# start of Records supplied
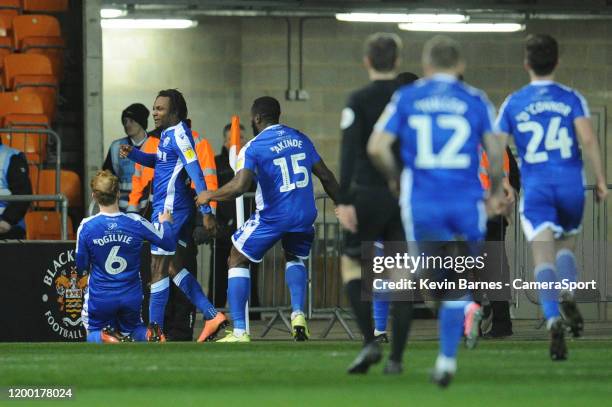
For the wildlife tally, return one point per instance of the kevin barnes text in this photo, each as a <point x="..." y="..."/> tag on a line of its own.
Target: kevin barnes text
<point x="406" y="284"/>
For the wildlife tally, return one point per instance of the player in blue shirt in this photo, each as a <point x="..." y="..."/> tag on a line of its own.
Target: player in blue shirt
<point x="440" y="123"/>
<point x="546" y="120"/>
<point x="282" y="161"/>
<point x="175" y="162"/>
<point x="108" y="248"/>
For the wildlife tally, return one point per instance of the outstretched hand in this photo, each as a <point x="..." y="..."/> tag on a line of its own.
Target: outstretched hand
<point x="124" y="150"/>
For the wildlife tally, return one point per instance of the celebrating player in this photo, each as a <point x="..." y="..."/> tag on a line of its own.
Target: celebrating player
<point x="545" y="120"/>
<point x="440" y="123"/>
<point x="282" y="160"/>
<point x="171" y="192"/>
<point x="109" y="246"/>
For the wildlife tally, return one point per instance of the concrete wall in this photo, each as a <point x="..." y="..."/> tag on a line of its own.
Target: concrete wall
<point x="224" y="63"/>
<point x="204" y="63"/>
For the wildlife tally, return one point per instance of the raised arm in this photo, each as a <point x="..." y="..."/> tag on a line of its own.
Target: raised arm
<point x="380" y="150"/>
<point x="162" y="236"/>
<point x="134" y="154"/>
<point x="82" y="251"/>
<point x="590" y="146"/>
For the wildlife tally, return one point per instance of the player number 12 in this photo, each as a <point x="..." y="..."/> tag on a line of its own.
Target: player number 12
<point x="297" y="169"/>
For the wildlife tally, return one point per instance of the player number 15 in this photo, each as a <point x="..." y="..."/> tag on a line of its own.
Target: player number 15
<point x="297" y="169"/>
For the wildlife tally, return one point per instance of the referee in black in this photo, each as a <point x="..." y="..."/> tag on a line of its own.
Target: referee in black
<point x="367" y="209"/>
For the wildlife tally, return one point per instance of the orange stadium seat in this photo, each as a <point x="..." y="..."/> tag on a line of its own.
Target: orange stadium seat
<point x="16" y="103"/>
<point x="50" y="6"/>
<point x="46" y="225"/>
<point x="10" y="7"/>
<point x="6" y="25"/>
<point x="40" y="34"/>
<point x="70" y="185"/>
<point x="33" y="145"/>
<point x="30" y="73"/>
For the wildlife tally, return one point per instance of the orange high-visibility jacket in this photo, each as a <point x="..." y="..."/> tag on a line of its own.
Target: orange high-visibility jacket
<point x="206" y="158"/>
<point x="483" y="171"/>
<point x="144" y="175"/>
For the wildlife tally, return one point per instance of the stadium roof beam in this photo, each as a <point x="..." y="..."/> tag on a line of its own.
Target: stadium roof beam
<point x="498" y="9"/>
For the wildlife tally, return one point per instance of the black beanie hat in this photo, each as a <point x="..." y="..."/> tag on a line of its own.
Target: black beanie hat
<point x="137" y="112"/>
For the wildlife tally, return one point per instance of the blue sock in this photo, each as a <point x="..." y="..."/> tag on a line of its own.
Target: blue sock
<point x="193" y="290"/>
<point x="140" y="333"/>
<point x="238" y="289"/>
<point x="159" y="298"/>
<point x="380" y="310"/>
<point x="296" y="278"/>
<point x="566" y="265"/>
<point x="451" y="318"/>
<point x="94" y="336"/>
<point x="549" y="298"/>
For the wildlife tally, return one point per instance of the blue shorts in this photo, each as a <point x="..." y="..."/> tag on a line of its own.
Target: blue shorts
<point x="121" y="310"/>
<point x="182" y="228"/>
<point x="257" y="236"/>
<point x="556" y="206"/>
<point x="428" y="217"/>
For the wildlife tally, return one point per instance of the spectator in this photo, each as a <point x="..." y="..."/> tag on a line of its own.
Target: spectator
<point x="134" y="119"/>
<point x="14" y="180"/>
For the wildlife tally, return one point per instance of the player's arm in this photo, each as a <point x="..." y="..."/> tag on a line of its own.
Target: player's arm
<point x="495" y="145"/>
<point x="162" y="236"/>
<point x="237" y="186"/>
<point x="328" y="180"/>
<point x="134" y="154"/>
<point x="380" y="150"/>
<point x="185" y="149"/>
<point x="590" y="147"/>
<point x="380" y="144"/>
<point x="350" y="123"/>
<point x="82" y="251"/>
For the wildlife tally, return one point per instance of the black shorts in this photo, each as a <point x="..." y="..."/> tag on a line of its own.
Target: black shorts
<point x="378" y="218"/>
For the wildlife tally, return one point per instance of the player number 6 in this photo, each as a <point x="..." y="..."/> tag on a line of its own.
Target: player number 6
<point x="115" y="264"/>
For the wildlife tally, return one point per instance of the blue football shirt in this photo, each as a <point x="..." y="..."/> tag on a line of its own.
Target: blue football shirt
<point x="281" y="159"/>
<point x="440" y="123"/>
<point x="109" y="246"/>
<point x="540" y="117"/>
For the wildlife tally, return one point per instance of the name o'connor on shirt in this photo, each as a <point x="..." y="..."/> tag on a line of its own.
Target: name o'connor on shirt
<point x="113" y="239"/>
<point x="441" y="104"/>
<point x="287" y="143"/>
<point x="544" y="106"/>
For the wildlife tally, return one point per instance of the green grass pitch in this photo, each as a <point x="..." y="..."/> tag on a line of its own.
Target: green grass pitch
<point x="275" y="373"/>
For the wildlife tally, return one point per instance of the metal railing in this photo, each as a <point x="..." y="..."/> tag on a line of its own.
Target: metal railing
<point x="60" y="198"/>
<point x="325" y="292"/>
<point x="41" y="132"/>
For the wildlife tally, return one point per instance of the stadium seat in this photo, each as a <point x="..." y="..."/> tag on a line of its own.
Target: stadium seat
<point x="70" y="185"/>
<point x="30" y="73"/>
<point x="49" y="6"/>
<point x="40" y="34"/>
<point x="17" y="103"/>
<point x="6" y="25"/>
<point x="10" y="7"/>
<point x="46" y="225"/>
<point x="33" y="145"/>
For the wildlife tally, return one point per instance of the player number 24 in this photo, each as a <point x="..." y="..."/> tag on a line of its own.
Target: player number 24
<point x="557" y="138"/>
<point x="115" y="264"/>
<point x="297" y="169"/>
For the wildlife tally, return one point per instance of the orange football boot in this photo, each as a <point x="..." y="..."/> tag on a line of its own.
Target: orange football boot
<point x="212" y="327"/>
<point x="154" y="333"/>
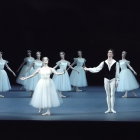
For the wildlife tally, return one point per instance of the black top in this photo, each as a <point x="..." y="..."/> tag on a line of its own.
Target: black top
<point x="109" y="74"/>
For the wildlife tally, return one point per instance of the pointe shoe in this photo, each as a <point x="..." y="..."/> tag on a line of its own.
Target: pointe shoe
<point x="39" y="110"/>
<point x="1" y="96"/>
<point x="47" y="113"/>
<point x="135" y="95"/>
<point x="124" y="96"/>
<point x="108" y="111"/>
<point x="78" y="90"/>
<point x="113" y="111"/>
<point x="63" y="96"/>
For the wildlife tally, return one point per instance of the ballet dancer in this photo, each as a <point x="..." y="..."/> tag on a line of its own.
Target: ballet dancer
<point x="62" y="82"/>
<point x="24" y="68"/>
<point x="127" y="81"/>
<point x="4" y="80"/>
<point x="78" y="80"/>
<point x="111" y="72"/>
<point x="35" y="65"/>
<point x="45" y="95"/>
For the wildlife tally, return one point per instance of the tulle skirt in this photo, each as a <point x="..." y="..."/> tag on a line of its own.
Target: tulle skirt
<point x="127" y="81"/>
<point x="4" y="81"/>
<point x="45" y="95"/>
<point x="22" y="74"/>
<point x="62" y="82"/>
<point x="78" y="79"/>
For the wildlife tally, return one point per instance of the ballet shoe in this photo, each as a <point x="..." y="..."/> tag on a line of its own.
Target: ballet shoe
<point x="113" y="111"/>
<point x="39" y="110"/>
<point x="124" y="96"/>
<point x="1" y="96"/>
<point x="46" y="114"/>
<point x="78" y="90"/>
<point x="63" y="96"/>
<point x="108" y="111"/>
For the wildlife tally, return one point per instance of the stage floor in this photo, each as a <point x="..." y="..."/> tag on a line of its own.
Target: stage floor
<point x="88" y="105"/>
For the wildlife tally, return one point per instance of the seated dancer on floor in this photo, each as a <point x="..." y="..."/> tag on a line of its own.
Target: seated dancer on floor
<point x="45" y="95"/>
<point x="111" y="74"/>
<point x="127" y="80"/>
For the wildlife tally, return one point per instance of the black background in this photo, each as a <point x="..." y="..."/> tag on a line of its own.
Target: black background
<point x="51" y="26"/>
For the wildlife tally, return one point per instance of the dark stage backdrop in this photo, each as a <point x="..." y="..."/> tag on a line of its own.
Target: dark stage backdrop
<point x="51" y="26"/>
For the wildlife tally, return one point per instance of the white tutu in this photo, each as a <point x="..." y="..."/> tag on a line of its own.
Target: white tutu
<point x="45" y="94"/>
<point x="78" y="79"/>
<point x="62" y="82"/>
<point x="4" y="81"/>
<point x="127" y="81"/>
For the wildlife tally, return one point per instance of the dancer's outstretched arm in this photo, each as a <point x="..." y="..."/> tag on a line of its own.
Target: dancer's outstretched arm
<point x="95" y="69"/>
<point x="117" y="73"/>
<point x="70" y="66"/>
<point x="10" y="69"/>
<point x="30" y="76"/>
<point x="57" y="73"/>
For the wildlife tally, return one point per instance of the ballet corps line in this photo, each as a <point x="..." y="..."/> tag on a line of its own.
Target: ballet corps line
<point x="35" y="74"/>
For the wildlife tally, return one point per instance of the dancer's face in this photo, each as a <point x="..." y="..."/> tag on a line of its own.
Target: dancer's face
<point x="123" y="54"/>
<point x="80" y="53"/>
<point x="110" y="53"/>
<point x="38" y="55"/>
<point x="45" y="60"/>
<point x="62" y="55"/>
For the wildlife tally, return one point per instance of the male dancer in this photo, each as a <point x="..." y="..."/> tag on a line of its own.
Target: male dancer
<point x="111" y="74"/>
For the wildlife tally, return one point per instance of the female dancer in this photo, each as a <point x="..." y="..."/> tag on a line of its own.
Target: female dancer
<point x="111" y="74"/>
<point x="127" y="81"/>
<point x="25" y="66"/>
<point x="35" y="65"/>
<point x="78" y="80"/>
<point x="45" y="95"/>
<point x="4" y="80"/>
<point x="62" y="82"/>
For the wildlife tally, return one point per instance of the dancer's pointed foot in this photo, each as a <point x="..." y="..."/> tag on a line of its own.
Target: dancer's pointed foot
<point x="63" y="96"/>
<point x="78" y="90"/>
<point x="134" y="94"/>
<point x="39" y="110"/>
<point x="108" y="111"/>
<point x="48" y="113"/>
<point x="113" y="111"/>
<point x="1" y="96"/>
<point x="124" y="96"/>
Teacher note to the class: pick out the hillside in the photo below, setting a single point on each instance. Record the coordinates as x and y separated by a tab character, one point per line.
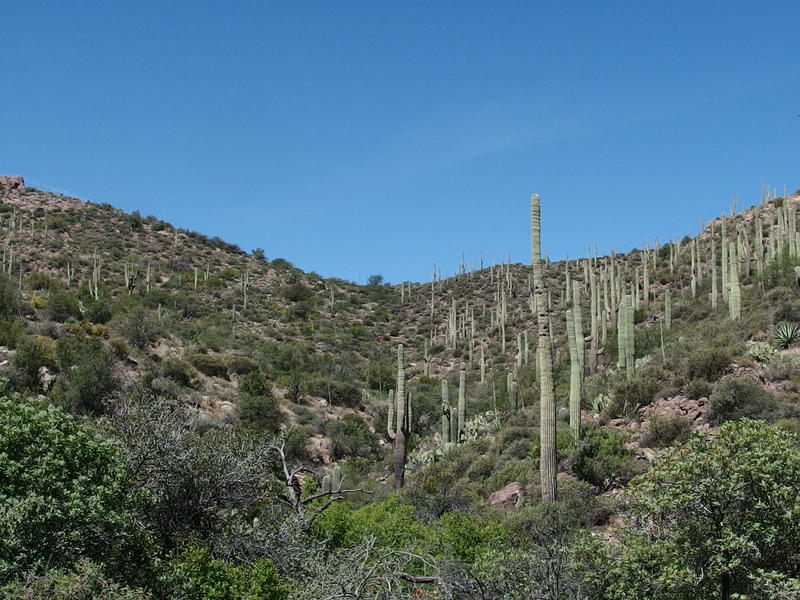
123	319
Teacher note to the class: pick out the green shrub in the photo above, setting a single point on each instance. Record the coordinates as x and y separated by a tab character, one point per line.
32	354
208	364
786	334
195	575
11	330
297	292
239	364
261	413
351	437
602	458
86	581
62	306
666	429
98	311
254	384
636	392
88	376
708	363
698	388
66	495
140	327
178	371
735	397
762	352
42	281
9	298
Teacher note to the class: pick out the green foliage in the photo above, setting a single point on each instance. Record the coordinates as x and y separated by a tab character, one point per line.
261	413
602	459
786	334
85	582
468	537
98	311
762	352
43	282
88	376
63	306
698	388
297	293
32	354
391	522
240	364
9	298
65	495
254	384
708	363
140	327
721	512
638	391
209	364
178	371
351	436
663	430
735	397
195	575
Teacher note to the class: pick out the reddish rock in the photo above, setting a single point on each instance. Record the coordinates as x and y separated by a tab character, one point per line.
12	182
509	497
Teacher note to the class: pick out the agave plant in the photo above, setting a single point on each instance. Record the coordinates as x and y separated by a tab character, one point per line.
762	353
599	404
786	334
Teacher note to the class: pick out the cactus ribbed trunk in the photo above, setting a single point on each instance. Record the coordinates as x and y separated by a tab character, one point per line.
668	310
547	433
462	402
735	294
574	378
400	418
446	412
630	339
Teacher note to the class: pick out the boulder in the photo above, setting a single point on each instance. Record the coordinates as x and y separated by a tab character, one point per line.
508	497
12	182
# end of Records supplied
• _Aim of the task_
Reproduce the lines above, from the line holding "Teacher note to the class: pick out the reddish" through the last line of the items, inclusive.

• _Written solution_
Teacher note to the class: pick out the reddish rock in the photo above, setting a single point on each instance. Record the coordinates as x and y separated by a tab character, one point per line.
12	182
509	497
Teacher note to the class: pick out the agave plant in the photo above, setting a single point on each instance. Record the coordinates as x and y separated by a tab character, one point per line.
762	353
599	404
786	334
Teacher note to the class: pick out the cactus ribbed trunk in the photo above, setting a single point on each instance. Record the coordinates as x and y separated by a tab character, one point per line.
668	310
547	433
462	402
735	294
574	378
400	418
446	412
630	339
Teacher note to the class: pick out the boulder in the photo above, setting a single point on each instance. Record the coordinates as x and y separated by a tab character, one point per line.
508	497
12	182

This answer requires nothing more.